» Task prompt
Work through the entries that follow and state how many lines contain the word "window". Only the number is wanted.

[Point-per-instance localization data]
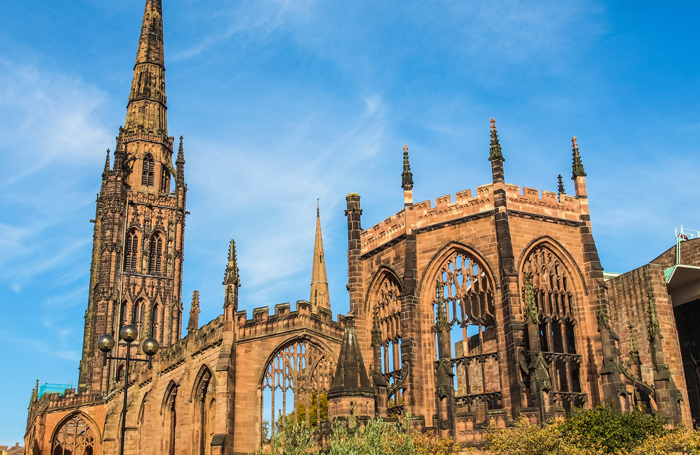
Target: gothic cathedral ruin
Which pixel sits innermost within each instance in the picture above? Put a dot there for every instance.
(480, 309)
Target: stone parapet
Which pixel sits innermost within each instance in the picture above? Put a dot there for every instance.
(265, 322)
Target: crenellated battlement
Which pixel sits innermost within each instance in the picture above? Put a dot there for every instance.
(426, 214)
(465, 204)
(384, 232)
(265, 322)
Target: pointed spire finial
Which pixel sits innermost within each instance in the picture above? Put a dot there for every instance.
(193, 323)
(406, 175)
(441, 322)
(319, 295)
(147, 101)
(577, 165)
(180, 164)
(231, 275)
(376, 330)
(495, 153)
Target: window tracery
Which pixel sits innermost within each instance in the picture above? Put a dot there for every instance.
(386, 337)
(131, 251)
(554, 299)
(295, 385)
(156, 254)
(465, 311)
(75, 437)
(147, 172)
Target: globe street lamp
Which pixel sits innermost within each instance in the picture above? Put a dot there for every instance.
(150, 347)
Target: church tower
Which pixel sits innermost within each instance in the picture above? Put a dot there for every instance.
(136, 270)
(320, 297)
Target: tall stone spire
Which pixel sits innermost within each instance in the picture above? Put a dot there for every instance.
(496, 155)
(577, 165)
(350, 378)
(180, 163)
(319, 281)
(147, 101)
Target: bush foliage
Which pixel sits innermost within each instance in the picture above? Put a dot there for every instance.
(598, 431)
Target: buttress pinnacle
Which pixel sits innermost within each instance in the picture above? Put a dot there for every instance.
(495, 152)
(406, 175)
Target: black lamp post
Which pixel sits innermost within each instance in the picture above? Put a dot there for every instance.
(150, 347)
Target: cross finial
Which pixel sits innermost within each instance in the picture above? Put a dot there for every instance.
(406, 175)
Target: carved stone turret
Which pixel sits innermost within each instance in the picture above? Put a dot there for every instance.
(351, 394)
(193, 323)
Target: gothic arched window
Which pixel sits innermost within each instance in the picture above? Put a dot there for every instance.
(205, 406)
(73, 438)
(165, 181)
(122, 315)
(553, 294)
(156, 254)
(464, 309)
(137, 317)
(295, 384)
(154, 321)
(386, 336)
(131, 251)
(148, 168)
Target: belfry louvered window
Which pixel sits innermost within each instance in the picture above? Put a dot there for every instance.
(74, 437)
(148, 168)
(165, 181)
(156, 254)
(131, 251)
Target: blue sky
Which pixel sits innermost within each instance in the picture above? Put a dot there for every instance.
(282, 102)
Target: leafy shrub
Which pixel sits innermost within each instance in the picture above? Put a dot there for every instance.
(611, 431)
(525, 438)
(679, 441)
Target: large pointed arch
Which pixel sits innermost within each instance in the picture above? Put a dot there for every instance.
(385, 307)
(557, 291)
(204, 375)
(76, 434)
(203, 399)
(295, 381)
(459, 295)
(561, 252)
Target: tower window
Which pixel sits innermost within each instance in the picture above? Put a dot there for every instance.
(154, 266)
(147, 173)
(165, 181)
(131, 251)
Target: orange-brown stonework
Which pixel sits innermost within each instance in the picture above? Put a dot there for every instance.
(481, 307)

» Solution to this exercise
4